• _Instructions to follow_: Could you set out every line of the items below as a numbered list, skipping blank lines and leaving the pictures out?

--- Extracted data ---

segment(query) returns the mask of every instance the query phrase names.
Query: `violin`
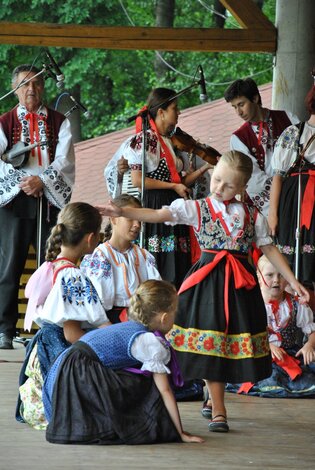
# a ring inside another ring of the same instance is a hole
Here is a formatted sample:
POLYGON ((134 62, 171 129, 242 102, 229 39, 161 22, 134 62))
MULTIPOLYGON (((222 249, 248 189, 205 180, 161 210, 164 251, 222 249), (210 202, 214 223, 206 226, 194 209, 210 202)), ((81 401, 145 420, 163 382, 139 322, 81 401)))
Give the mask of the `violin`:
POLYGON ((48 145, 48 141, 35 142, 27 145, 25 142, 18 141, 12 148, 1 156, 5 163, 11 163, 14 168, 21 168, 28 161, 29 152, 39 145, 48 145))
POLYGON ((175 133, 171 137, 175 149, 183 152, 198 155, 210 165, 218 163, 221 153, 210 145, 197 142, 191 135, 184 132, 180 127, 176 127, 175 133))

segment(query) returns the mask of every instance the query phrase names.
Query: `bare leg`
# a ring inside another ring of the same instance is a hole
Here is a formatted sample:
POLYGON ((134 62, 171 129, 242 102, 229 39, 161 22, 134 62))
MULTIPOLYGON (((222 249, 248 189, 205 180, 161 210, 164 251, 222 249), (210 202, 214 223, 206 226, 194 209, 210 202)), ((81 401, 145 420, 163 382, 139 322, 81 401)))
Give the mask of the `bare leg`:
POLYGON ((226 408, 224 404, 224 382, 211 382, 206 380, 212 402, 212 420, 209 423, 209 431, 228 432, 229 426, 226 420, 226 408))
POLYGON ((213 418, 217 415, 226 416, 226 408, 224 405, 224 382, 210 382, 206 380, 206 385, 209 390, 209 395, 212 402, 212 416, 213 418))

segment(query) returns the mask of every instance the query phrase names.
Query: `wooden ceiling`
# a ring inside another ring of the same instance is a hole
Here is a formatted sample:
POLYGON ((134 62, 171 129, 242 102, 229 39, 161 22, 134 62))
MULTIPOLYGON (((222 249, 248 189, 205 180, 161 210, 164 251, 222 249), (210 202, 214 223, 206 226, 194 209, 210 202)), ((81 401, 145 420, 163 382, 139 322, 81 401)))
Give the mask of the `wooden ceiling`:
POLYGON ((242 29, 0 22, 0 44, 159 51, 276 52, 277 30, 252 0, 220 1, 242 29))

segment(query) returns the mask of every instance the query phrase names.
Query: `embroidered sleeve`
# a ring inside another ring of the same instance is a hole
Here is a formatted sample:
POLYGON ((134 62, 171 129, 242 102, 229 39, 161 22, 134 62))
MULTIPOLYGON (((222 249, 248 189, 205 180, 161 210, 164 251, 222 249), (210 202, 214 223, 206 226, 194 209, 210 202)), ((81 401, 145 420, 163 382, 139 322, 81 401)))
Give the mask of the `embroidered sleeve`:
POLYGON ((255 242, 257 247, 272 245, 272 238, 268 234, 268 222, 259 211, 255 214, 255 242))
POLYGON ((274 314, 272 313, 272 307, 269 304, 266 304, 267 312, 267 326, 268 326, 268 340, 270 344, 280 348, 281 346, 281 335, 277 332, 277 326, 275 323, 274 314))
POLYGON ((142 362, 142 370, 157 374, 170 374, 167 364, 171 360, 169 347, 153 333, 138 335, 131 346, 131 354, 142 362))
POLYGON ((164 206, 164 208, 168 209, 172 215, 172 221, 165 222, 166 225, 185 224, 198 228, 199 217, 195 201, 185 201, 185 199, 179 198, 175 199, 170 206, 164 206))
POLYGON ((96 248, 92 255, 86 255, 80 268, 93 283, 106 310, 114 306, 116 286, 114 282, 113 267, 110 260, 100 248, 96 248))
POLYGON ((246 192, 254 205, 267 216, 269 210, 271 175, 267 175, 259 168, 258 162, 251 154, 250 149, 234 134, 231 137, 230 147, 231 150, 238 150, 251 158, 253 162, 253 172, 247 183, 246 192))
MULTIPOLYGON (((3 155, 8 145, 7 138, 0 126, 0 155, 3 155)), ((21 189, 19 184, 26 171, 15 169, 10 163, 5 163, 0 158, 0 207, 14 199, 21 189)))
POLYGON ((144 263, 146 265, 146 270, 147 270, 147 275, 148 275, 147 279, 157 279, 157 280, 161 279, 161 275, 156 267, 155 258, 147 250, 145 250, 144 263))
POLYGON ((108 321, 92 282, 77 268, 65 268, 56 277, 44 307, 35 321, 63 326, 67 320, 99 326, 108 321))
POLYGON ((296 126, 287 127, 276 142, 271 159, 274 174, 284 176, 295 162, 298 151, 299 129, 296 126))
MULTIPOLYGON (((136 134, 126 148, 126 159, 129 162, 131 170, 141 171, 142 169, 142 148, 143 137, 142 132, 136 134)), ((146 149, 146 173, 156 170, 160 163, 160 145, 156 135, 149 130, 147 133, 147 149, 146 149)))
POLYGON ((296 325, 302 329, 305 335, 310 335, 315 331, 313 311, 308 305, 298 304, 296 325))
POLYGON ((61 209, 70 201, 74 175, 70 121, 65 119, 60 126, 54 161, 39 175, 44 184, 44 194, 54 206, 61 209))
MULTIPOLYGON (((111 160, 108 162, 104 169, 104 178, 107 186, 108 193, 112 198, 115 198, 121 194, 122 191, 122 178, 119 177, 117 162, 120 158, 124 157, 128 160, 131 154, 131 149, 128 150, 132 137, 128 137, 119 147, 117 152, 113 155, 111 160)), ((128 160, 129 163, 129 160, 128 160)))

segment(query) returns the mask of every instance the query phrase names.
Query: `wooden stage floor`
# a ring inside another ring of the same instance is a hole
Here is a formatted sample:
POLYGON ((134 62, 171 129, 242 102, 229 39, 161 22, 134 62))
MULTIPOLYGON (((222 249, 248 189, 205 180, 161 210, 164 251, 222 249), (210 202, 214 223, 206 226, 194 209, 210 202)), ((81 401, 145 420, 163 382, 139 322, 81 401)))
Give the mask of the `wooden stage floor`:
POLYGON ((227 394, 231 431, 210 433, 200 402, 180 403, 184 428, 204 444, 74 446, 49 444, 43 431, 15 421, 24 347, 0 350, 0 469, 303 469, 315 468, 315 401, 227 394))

---

• _Exercise solution_:
1. segment(query) returns the mask of every instance the query phrase names.
2. Query: `violin`
3. # a ring inside another ring of the same instance is a hole
4. Here is a formatted sample:
5. POLYGON ((134 62, 171 129, 242 102, 229 39, 161 22, 134 62))
6. MULTIPOLYGON (((222 249, 248 189, 205 180, 161 210, 164 251, 222 249), (210 202, 214 223, 206 226, 194 209, 210 202)), ((81 401, 145 420, 163 382, 139 322, 81 401)))
7. Give the mask of the `violin`:
8. POLYGON ((48 145, 48 141, 35 142, 27 145, 25 142, 18 141, 12 148, 1 156, 5 163, 11 163, 14 168, 21 168, 28 161, 29 152, 39 145, 48 145))
9. POLYGON ((175 133, 171 137, 175 149, 183 152, 198 155, 210 165, 218 163, 221 153, 210 145, 197 142, 191 135, 184 132, 180 127, 176 127, 175 133))
10. segment(query) returns the mask of every instance the query phrase names.
11. Query: `bare leg`
12. # a ring inside another ring of the same instance is a hole
13. Here is a formatted sample:
14. POLYGON ((134 62, 171 129, 242 102, 229 39, 161 22, 134 62))
15. MULTIPOLYGON (((222 249, 248 189, 205 180, 161 210, 164 251, 222 249), (210 202, 214 223, 206 226, 194 209, 210 202)), ((81 401, 145 420, 163 382, 139 322, 81 401)))
16. Give the mask of the `bare leg`:
17. POLYGON ((226 408, 224 404, 224 382, 211 382, 206 380, 212 402, 212 420, 209 423, 209 431, 228 432, 229 426, 226 420, 226 408))
18. POLYGON ((213 418, 217 415, 226 416, 226 408, 224 405, 224 382, 210 382, 206 380, 206 385, 209 390, 209 395, 212 402, 212 416, 213 418))
19. segment(query) returns the mask of every instance the query phrase names.
20. Query: `wooden ceiling`
21. # a ring inside another ring of the same instance is a hole
22. Here is a formatted sample:
23. POLYGON ((134 62, 171 129, 242 102, 229 39, 161 22, 134 62))
24. MULTIPOLYGON (((222 249, 248 189, 205 180, 161 210, 164 251, 222 249), (210 202, 214 223, 206 226, 194 209, 210 202)), ((81 401, 145 420, 163 382, 139 322, 81 401)))
25. Give the mask of the `wooden ceiling`:
26. POLYGON ((242 29, 0 22, 0 44, 159 51, 276 52, 277 30, 252 0, 220 1, 242 29))
27. segment(query) returns the mask of every instance the query phrase names.
28. Query: `embroidered sleeve`
29. # a ring inside another ring of the same instance is a hole
30. Here is a formatted sample:
31. POLYGON ((134 62, 171 129, 242 102, 229 39, 161 22, 134 62))
32. MULTIPOLYGON (((222 249, 248 189, 205 180, 161 210, 164 251, 222 249), (210 202, 214 223, 206 226, 194 209, 210 202)), ((81 401, 145 420, 163 382, 139 322, 81 401)))
33. Give the mask of the `embroidered sleeve`:
34. POLYGON ((255 242, 257 247, 272 245, 272 238, 268 234, 268 222, 259 211, 255 214, 255 242))
35. POLYGON ((274 314, 272 313, 272 307, 269 304, 266 304, 267 312, 267 326, 268 326, 268 340, 270 344, 280 348, 281 346, 281 335, 277 332, 277 326, 275 323, 274 314))
36. POLYGON ((142 362, 142 370, 157 374, 170 374, 167 364, 171 360, 169 347, 153 333, 138 335, 131 346, 131 354, 142 362))
37. POLYGON ((164 206, 164 208, 168 209, 172 215, 172 221, 165 222, 166 225, 185 224, 198 228, 199 217, 195 201, 185 201, 185 199, 179 198, 175 199, 170 206, 164 206))
38. POLYGON ((96 248, 92 255, 86 255, 80 268, 93 283, 106 310, 114 306, 116 286, 114 282, 113 267, 110 260, 100 248, 96 248))
39. POLYGON ((246 192, 254 205, 267 216, 269 210, 271 175, 267 175, 259 168, 258 162, 251 154, 250 149, 234 134, 231 137, 230 147, 231 150, 238 150, 251 158, 253 162, 253 172, 247 183, 246 192))
40. MULTIPOLYGON (((3 155, 8 145, 7 138, 0 126, 0 155, 3 155)), ((21 189, 19 184, 26 171, 15 169, 10 163, 5 163, 0 158, 0 207, 14 199, 21 189)))
41. POLYGON ((144 263, 146 265, 146 270, 147 270, 147 275, 148 275, 147 279, 157 279, 157 280, 161 279, 161 275, 156 267, 155 258, 147 250, 145 250, 144 263))
42. POLYGON ((108 321, 92 282, 77 268, 65 268, 56 277, 44 307, 35 321, 63 326, 67 320, 99 326, 108 321))
43. POLYGON ((296 126, 287 127, 276 142, 271 159, 274 174, 284 176, 295 162, 298 151, 299 129, 296 126))
44. MULTIPOLYGON (((136 134, 126 148, 126 159, 129 162, 131 170, 141 171, 142 169, 142 148, 143 137, 142 132, 136 134)), ((146 149, 146 173, 156 170, 160 163, 160 145, 156 135, 149 130, 147 133, 147 149, 146 149)))
45. POLYGON ((296 325, 302 329, 305 335, 310 335, 315 331, 313 311, 308 305, 298 304, 296 325))
46. POLYGON ((61 209, 70 201, 74 175, 70 121, 65 119, 60 126, 54 161, 39 175, 44 184, 44 194, 54 206, 61 209))
47. MULTIPOLYGON (((111 160, 108 162, 104 169, 104 178, 107 186, 108 193, 112 198, 115 198, 121 194, 122 191, 122 178, 119 177, 117 162, 120 158, 124 157, 128 160, 131 154, 131 149, 128 150, 132 137, 128 137, 119 147, 117 152, 113 155, 111 160)), ((128 160, 129 163, 129 160, 128 160)))
48. segment(query) returns the mask of every instance the query phrase names.
49. Query: `wooden stage floor`
50. # a ring inside another ring of the same instance is a hole
51. Here is a formatted sample:
52. POLYGON ((134 62, 171 129, 242 102, 229 39, 161 22, 134 62))
53. MULTIPOLYGON (((222 249, 248 189, 205 180, 161 210, 164 251, 222 249), (210 202, 214 223, 206 226, 194 209, 210 202)), ((81 401, 145 420, 163 382, 139 322, 81 401)))
54. Give the mask of the `wooden stage floor`:
55. POLYGON ((227 394, 231 431, 210 433, 200 402, 180 403, 184 428, 204 444, 74 446, 49 444, 43 431, 15 421, 24 347, 0 350, 0 469, 303 469, 315 468, 315 401, 227 394))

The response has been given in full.